■ **How to complete this task**
Transcribe the listing that follows in full, exactly, and drop its images.

■ **Dataset extract**
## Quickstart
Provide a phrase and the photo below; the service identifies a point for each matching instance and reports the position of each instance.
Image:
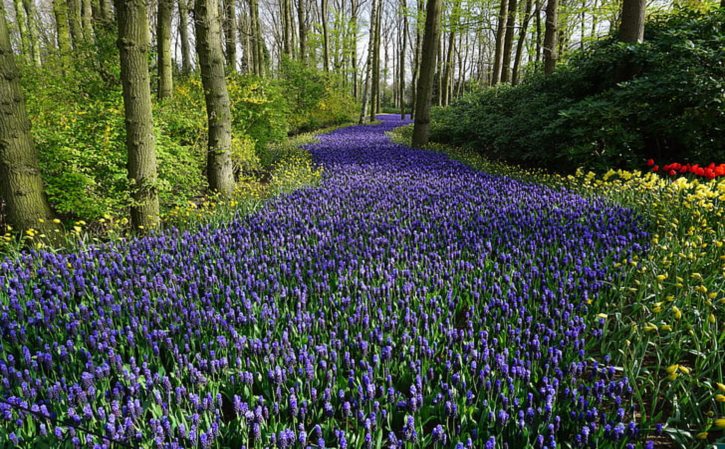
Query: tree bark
(21, 185)
(500, 37)
(133, 46)
(31, 14)
(60, 10)
(211, 61)
(551, 36)
(401, 68)
(163, 49)
(230, 41)
(508, 42)
(74, 19)
(421, 128)
(302, 19)
(186, 65)
(369, 64)
(522, 41)
(631, 28)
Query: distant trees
(421, 128)
(219, 170)
(20, 183)
(133, 47)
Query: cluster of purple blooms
(408, 301)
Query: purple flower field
(407, 302)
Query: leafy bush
(316, 99)
(612, 105)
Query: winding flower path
(408, 301)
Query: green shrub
(612, 105)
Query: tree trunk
(21, 185)
(87, 18)
(325, 36)
(31, 14)
(302, 19)
(500, 37)
(163, 49)
(631, 28)
(369, 64)
(133, 45)
(522, 41)
(508, 42)
(60, 10)
(401, 68)
(211, 61)
(551, 36)
(74, 18)
(230, 41)
(22, 25)
(186, 65)
(421, 128)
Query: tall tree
(551, 36)
(20, 183)
(183, 6)
(163, 49)
(421, 128)
(631, 27)
(521, 42)
(401, 66)
(508, 42)
(211, 61)
(133, 46)
(302, 27)
(500, 38)
(60, 11)
(30, 12)
(74, 19)
(230, 41)
(325, 36)
(369, 63)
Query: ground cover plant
(408, 301)
(664, 317)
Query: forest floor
(407, 298)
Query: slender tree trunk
(631, 28)
(302, 28)
(353, 44)
(369, 64)
(22, 25)
(186, 65)
(416, 57)
(522, 41)
(401, 68)
(421, 128)
(21, 185)
(230, 41)
(133, 45)
(31, 14)
(325, 36)
(163, 49)
(74, 18)
(551, 36)
(60, 10)
(87, 18)
(211, 61)
(508, 42)
(500, 38)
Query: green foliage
(612, 105)
(315, 98)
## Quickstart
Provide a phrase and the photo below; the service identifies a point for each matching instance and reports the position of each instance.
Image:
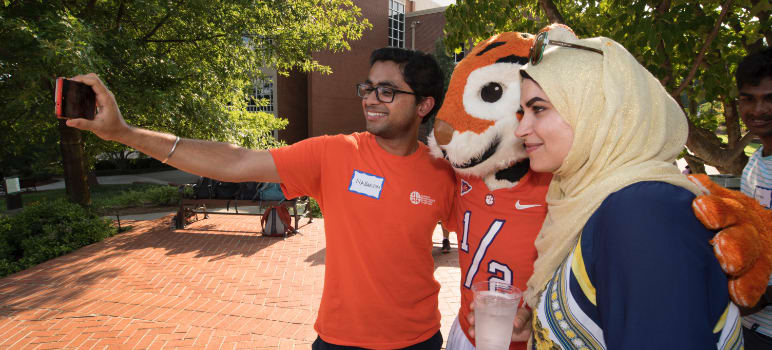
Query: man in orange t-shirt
(380, 191)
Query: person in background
(754, 83)
(380, 191)
(622, 261)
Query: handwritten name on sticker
(366, 184)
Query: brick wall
(428, 28)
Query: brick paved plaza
(217, 284)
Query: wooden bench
(200, 206)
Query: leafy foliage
(667, 37)
(176, 66)
(46, 230)
(313, 208)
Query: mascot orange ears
(743, 244)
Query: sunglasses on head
(541, 42)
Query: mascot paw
(743, 244)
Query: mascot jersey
(496, 231)
(380, 211)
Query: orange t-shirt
(379, 214)
(496, 232)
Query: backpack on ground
(248, 191)
(204, 188)
(276, 221)
(226, 190)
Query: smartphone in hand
(74, 99)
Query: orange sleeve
(300, 167)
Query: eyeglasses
(541, 42)
(384, 94)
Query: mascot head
(475, 127)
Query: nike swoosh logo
(519, 206)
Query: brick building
(317, 104)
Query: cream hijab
(627, 129)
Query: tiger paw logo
(417, 198)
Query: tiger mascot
(500, 204)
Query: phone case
(74, 100)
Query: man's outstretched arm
(215, 160)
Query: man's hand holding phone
(108, 123)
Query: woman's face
(547, 136)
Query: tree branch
(161, 22)
(663, 7)
(701, 55)
(552, 12)
(184, 40)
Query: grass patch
(108, 197)
(45, 230)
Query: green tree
(692, 47)
(181, 66)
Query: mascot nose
(443, 132)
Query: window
(396, 24)
(457, 57)
(263, 92)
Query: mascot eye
(491, 92)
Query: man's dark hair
(753, 68)
(420, 71)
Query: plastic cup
(495, 305)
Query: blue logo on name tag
(366, 184)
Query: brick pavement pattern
(217, 284)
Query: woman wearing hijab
(622, 261)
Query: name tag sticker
(366, 184)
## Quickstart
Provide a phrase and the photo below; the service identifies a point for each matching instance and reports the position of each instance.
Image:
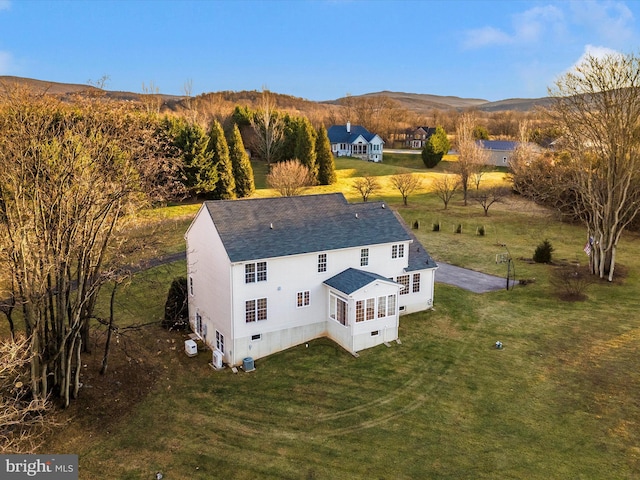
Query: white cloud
(487, 36)
(528, 27)
(593, 51)
(6, 63)
(612, 21)
(589, 51)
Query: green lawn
(560, 400)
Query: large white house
(355, 141)
(266, 274)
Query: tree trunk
(107, 345)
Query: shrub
(176, 310)
(571, 282)
(543, 252)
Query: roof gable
(501, 145)
(352, 280)
(339, 133)
(260, 228)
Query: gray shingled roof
(339, 134)
(501, 145)
(352, 279)
(260, 228)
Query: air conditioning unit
(217, 359)
(190, 348)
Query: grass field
(560, 400)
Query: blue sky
(319, 50)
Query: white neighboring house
(267, 274)
(355, 141)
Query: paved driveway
(469, 279)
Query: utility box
(190, 348)
(248, 365)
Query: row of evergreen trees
(295, 138)
(215, 163)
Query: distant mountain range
(420, 102)
(416, 102)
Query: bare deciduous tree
(68, 178)
(597, 105)
(23, 420)
(268, 127)
(488, 196)
(289, 178)
(445, 188)
(366, 186)
(406, 184)
(471, 156)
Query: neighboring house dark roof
(428, 130)
(339, 134)
(258, 228)
(501, 145)
(352, 279)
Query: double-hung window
(303, 299)
(364, 257)
(322, 262)
(397, 251)
(255, 272)
(404, 281)
(255, 310)
(416, 282)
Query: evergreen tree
(240, 164)
(324, 158)
(289, 139)
(306, 145)
(435, 148)
(225, 186)
(189, 141)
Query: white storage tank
(217, 360)
(190, 348)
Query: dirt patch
(137, 362)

■ **Solution below**
## Quickstart
Provide a phrase and the photo below; the service identifies a point for each matching instance and reports the position of each instance.
Image:
Query: tree bark
(21, 185)
(500, 37)
(133, 46)
(31, 14)
(60, 10)
(211, 61)
(551, 36)
(401, 68)
(163, 49)
(230, 41)
(508, 42)
(74, 19)
(421, 128)
(302, 19)
(186, 65)
(369, 64)
(522, 41)
(631, 28)
Query: distant trees
(421, 128)
(219, 170)
(20, 183)
(133, 47)
Query: cluster of purple blooms
(408, 301)
Query: purple flower field
(407, 302)
Query: leafy bush
(316, 99)
(612, 105)
Query: winding flower path
(408, 301)
Query: green shrub
(612, 105)
Query: tree trunk
(21, 185)
(87, 18)
(325, 36)
(31, 14)
(302, 19)
(500, 37)
(163, 49)
(631, 28)
(369, 64)
(133, 45)
(522, 41)
(508, 42)
(60, 10)
(401, 68)
(211, 61)
(551, 36)
(74, 18)
(230, 41)
(22, 25)
(186, 65)
(421, 128)
Query: tall tree
(551, 36)
(20, 183)
(183, 6)
(163, 49)
(421, 128)
(631, 27)
(521, 42)
(401, 66)
(508, 42)
(211, 61)
(133, 46)
(302, 27)
(500, 38)
(60, 11)
(30, 12)
(74, 19)
(230, 41)
(325, 36)
(369, 63)
Query: ground cover plant
(408, 301)
(664, 317)
Query: forest floor
(407, 298)
Query: slender tree trunk
(631, 28)
(302, 28)
(353, 44)
(369, 64)
(22, 25)
(186, 65)
(416, 57)
(522, 41)
(401, 68)
(421, 128)
(21, 185)
(230, 41)
(133, 45)
(31, 14)
(325, 36)
(163, 49)
(74, 18)
(551, 36)
(60, 10)
(87, 18)
(211, 61)
(508, 42)
(500, 38)
Query: green foliage
(612, 105)
(315, 98)
## Quickstart
Provide a phrase and the photo below; the service identifies a point for each matching instance and reports the position of each instance.
Image:
Query: man in orange t-shirt
(380, 191)
Query: person in background
(754, 83)
(380, 191)
(622, 261)
Query: handwritten name on sticker
(366, 184)
Query: brick wall
(428, 28)
Query: brick paved plaza
(217, 284)
Query: wooden bench
(200, 206)
Query: leafy foliage
(667, 37)
(176, 66)
(46, 230)
(313, 208)
Query: mascot orange ears
(743, 244)
Query: sunglasses on head
(541, 42)
Query: mascot paw
(743, 244)
Query: mascot jersey
(496, 231)
(380, 211)
Query: orange t-shirt
(379, 214)
(496, 232)
Query: backpack on ground
(248, 191)
(204, 188)
(276, 221)
(226, 190)
Query: smartphone in hand
(74, 99)
Query: orange sleeve
(300, 167)
Query: eyeglasses
(541, 42)
(384, 94)
Query: mascot head
(475, 127)
Query: nike swoosh logo
(519, 206)
Query: brick building
(317, 104)
Query: cream hijab
(627, 129)
Query: tiger paw logo
(417, 198)
Query: tiger mascot
(500, 204)
Query: phone case
(74, 100)
Query: man's outstretched arm
(215, 160)
Query: man's hand holding phone
(108, 123)
Query: woman's face
(547, 136)
Query: tree branch
(161, 22)
(663, 7)
(701, 55)
(552, 12)
(184, 40)
Query: grass patch
(108, 197)
(45, 230)
Query: green tree
(692, 47)
(181, 66)
Query: mascot nose
(443, 132)
Query: window
(396, 24)
(457, 57)
(263, 92)
Query: mascot eye
(491, 92)
Query: man's dark hair
(753, 68)
(420, 71)
Query: plastic cup
(495, 305)
Query: blue logo on name tag
(366, 184)
Query: brick pavement pattern
(217, 284)
Query: woman wearing hijab
(622, 261)
Query: name tag sticker
(366, 184)
## Quickstart
Provide a phrase and the photo below; the service identifies a point for each matching instance and reports the position of each instance.
Image:
Query: white cloud
(487, 36)
(528, 27)
(593, 51)
(6, 63)
(612, 21)
(589, 51)
Query: green lawn
(560, 400)
Query: large white house
(355, 141)
(266, 274)
Query: tree trunk
(107, 345)
Query: shrub
(176, 310)
(571, 282)
(543, 252)
Query: roof gable
(501, 145)
(352, 280)
(339, 133)
(260, 228)
Query: gray shingled roof
(339, 134)
(501, 145)
(352, 279)
(260, 228)
Query: air conditioning unit
(217, 359)
(190, 348)
Query: grass field
(560, 400)
Query: blue sky
(319, 50)
Query: white neighboring house
(267, 274)
(355, 141)
Query: paved driveway
(469, 279)
Query: utility box
(190, 348)
(248, 365)
Query: row of evergreen trees
(295, 138)
(215, 163)
Query: distant mountain range
(420, 102)
(416, 102)
Query: bare deciduous tree
(68, 178)
(597, 105)
(23, 420)
(268, 127)
(488, 196)
(289, 178)
(445, 188)
(366, 186)
(406, 184)
(471, 156)
Query: neighboring house dark roof
(428, 130)
(339, 134)
(258, 228)
(501, 145)
(352, 279)
Query: double-hung window
(303, 299)
(364, 257)
(322, 262)
(397, 251)
(255, 272)
(404, 281)
(255, 310)
(416, 282)
Query: evergreen tree
(240, 164)
(324, 158)
(289, 139)
(306, 145)
(435, 148)
(225, 186)
(189, 141)
Query: white storage tank
(217, 360)
(190, 348)
Query: dirt patch
(137, 362)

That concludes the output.